**Requisitos do exercício**
A: Segundo o texto sobre Kang Myonghi, em que ano e em que cidade nasceu a artista?
B: Transcreva literalmente o trecho do texto sobre Kang Myonghi que vai de "Esta relação com" a "toda medida exterior.".

**Documento**
Ouçam-me bem, bando de snobs. A arte não é uma corrida. A arte não é um sprint. A arte certamente não é essa mascarada desenfreada onde os galeristas vos vendem o último fenómeno da moda antes mesmo que a pintura tenha secado. A arte, meus queridos amigos, pode ser uma travessia de trinta anos passados numa só tela, como fez Kang Myonghi com a sua obra magistral “O tempo das camélias”.
Sim, ouviram bem. Trinta, longos, anos. Perdoem-me, mas este número merece ser sublinhado. Num mundo onde a vossa atenção é medida em milissegundos pelos profissionais do marketing, onde os vossos artistas preferidos produzem como máquinas para satisfazer o vosso apetite insaciável de novidade, Kang Myonghi passou três décadas numa única obra. E sabem quê? Esta mulher extraordinária, nascida em 1947 em Daegu, na Coreia do Sul, declarou simplesmente: “Obedeço ao tempo” [1]. Não “manipulo o tempo”, não “domino o tempo”, mas “obedeço ao tempo”. Que humildade face a este recurso que todos desperdiçamos como se fosse infinito!
Esta relação com o tempo não é sem lembrar a filosofia de Henri Bergson, para quem o tempo vivido, a “duração”, é qualitativamente diferente do tempo medido pelos nossos relógios. Bergson fala-nos de um tempo que se desdobra de forma orgânica, que se estica e contrai conforme a nossa perceção interior [2]. Kang Myonghi encarna literalmente esta conceção bergsoniana na sua prática artística. Quando ela declara: “Deixo as minhas mãos serem as do tempo” [3], expressa esta submissão voluntária a este fluxo temporal orgânico que Bergson descreve, a esta duração que escapa a toda medida exterior.

**Itens**
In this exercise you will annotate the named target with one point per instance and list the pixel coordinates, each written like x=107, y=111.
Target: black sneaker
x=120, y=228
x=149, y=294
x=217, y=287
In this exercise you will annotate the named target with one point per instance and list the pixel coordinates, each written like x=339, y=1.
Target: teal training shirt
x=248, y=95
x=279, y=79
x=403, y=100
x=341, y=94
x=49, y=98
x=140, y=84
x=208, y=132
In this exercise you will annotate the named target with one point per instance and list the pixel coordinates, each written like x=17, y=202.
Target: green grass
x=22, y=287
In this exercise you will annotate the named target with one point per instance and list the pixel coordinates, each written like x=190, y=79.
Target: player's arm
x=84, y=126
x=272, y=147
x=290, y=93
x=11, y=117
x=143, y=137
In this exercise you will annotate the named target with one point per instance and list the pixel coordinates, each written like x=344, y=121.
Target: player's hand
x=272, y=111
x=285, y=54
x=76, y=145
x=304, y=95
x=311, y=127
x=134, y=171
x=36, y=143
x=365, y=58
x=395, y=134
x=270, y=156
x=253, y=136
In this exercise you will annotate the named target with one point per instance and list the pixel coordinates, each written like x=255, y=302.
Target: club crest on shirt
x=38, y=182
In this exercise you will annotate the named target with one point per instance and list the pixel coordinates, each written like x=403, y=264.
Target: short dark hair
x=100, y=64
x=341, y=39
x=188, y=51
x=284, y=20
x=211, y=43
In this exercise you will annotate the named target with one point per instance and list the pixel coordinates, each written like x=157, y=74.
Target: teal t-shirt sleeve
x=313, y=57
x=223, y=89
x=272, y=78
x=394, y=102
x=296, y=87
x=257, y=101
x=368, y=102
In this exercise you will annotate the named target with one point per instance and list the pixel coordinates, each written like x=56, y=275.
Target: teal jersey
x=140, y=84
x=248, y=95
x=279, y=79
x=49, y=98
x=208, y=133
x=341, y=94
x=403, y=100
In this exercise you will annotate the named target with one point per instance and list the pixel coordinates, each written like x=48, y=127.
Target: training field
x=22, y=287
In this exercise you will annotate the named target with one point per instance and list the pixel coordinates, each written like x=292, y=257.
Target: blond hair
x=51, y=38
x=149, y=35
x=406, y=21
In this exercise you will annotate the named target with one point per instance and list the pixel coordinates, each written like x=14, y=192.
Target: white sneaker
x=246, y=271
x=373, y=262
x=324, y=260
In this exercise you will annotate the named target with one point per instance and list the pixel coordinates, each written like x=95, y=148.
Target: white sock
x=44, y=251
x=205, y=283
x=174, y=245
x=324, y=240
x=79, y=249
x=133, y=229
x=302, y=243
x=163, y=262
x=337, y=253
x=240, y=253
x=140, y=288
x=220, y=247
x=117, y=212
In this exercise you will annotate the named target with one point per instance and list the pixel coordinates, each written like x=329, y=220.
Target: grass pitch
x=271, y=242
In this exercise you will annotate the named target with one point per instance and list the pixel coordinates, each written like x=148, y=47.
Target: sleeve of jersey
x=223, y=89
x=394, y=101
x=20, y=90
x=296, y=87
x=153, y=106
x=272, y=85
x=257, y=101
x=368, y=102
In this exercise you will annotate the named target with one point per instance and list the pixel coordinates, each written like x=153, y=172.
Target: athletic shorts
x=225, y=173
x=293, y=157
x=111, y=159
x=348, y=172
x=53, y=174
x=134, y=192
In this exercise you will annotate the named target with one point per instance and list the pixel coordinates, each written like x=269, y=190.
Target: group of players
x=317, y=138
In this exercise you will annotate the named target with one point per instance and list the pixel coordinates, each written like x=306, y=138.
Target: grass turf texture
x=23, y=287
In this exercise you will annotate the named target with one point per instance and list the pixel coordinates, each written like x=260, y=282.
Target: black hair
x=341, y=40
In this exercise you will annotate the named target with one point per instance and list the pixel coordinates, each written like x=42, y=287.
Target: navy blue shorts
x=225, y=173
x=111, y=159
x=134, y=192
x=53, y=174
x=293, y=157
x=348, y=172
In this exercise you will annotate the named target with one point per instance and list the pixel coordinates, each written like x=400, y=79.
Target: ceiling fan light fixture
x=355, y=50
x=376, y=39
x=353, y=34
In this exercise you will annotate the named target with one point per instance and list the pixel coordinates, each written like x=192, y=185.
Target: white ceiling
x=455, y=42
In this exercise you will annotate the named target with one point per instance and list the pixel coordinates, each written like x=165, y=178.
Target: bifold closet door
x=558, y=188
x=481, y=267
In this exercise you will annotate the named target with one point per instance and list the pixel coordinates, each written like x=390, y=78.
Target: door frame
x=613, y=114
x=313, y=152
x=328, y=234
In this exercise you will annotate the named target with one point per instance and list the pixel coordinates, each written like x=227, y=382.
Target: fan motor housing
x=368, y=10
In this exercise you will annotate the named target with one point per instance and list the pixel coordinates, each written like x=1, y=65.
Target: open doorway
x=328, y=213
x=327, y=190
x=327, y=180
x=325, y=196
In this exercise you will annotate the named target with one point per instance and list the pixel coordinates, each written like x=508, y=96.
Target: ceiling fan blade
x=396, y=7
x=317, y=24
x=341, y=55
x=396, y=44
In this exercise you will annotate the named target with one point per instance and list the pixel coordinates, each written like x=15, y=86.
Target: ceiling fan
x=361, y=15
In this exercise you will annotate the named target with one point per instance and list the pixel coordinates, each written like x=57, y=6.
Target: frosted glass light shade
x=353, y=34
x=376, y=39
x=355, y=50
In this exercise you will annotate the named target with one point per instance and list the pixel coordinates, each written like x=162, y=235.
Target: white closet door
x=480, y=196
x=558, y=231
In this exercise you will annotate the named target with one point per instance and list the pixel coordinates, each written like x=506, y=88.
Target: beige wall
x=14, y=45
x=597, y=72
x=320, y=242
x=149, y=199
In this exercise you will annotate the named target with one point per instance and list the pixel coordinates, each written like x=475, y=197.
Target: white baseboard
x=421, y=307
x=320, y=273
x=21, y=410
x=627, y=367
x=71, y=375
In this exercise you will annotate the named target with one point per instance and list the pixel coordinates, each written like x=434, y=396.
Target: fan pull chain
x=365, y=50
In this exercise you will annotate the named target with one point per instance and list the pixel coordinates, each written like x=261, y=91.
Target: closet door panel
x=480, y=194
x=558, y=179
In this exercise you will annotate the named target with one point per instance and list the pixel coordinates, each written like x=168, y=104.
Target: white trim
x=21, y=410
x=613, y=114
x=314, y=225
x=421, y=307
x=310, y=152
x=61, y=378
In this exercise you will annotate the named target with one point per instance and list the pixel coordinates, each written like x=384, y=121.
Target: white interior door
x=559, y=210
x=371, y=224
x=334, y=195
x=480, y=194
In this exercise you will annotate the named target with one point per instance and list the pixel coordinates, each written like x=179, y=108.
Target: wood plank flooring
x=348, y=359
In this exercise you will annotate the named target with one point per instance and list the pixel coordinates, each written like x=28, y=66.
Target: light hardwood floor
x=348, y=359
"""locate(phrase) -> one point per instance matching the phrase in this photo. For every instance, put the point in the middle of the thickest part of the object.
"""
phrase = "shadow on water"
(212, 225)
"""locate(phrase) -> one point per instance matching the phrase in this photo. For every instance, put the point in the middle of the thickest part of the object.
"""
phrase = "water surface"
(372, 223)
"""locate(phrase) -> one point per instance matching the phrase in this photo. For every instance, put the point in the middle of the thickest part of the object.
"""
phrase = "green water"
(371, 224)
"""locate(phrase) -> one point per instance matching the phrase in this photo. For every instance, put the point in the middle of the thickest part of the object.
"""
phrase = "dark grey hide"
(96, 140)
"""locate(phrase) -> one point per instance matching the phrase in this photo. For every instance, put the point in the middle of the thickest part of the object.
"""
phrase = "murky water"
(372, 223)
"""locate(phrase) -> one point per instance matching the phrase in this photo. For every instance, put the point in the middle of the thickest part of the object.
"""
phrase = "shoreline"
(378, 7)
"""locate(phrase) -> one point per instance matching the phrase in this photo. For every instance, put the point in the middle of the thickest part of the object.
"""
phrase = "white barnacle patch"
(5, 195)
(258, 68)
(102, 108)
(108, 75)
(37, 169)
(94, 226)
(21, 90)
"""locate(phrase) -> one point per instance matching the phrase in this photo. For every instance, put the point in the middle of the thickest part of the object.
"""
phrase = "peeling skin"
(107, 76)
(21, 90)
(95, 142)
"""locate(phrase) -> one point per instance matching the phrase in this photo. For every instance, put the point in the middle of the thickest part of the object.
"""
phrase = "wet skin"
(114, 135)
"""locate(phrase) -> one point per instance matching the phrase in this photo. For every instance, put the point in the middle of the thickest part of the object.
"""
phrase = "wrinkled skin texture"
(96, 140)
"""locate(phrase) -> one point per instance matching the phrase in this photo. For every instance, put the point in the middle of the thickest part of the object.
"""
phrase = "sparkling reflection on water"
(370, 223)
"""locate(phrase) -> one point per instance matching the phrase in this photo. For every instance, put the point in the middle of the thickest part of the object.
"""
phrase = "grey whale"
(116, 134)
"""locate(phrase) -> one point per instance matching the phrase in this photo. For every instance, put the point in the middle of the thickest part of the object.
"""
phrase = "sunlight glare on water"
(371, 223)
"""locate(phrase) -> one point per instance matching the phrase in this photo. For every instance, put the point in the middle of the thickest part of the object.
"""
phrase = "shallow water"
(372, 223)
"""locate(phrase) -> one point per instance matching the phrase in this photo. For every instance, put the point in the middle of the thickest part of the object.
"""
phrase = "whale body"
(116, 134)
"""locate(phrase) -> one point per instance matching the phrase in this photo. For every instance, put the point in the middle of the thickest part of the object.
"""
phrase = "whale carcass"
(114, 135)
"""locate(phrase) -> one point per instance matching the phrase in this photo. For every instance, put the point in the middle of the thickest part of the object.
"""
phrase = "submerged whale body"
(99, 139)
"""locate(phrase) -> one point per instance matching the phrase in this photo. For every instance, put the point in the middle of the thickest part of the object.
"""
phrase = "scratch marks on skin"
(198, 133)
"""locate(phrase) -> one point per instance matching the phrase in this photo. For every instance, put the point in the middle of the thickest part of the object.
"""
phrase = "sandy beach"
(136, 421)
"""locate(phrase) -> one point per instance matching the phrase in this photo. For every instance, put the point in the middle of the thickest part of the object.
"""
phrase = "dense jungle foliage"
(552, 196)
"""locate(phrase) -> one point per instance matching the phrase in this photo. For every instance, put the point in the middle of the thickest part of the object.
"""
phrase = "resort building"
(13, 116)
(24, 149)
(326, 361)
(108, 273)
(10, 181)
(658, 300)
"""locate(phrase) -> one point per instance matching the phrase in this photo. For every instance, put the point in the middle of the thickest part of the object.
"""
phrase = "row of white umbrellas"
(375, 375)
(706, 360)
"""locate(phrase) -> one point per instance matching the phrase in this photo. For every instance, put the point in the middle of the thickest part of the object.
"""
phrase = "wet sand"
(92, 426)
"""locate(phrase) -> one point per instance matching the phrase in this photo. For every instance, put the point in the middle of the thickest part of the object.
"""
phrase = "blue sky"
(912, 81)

**Respostas escritas**
A: Em 1947, em Daegu, na Coreia do Sul.

B:
Esta relação com o tempo não é sem lembrar a filosofia de Henri Bergson, para quem o tempo vivido, a “duração”, é qualitativamente diferente do tempo medido pelos nossos relógios. Bergson fala-nos de um tempo que se desdobra de forma orgânica, que se estica e contrai conforme a nossa perceção interior [2]. Kang Myonghi encarna literalmente esta conceção bergsoniana na sua prática artística. Quando ela declara: “Deixo as minhas mãos serem as do tempo” [3], expressa esta submissão voluntária a este fluxo temporal orgânico que Bergson descreve, a esta duração que escapa a toda medida exterior.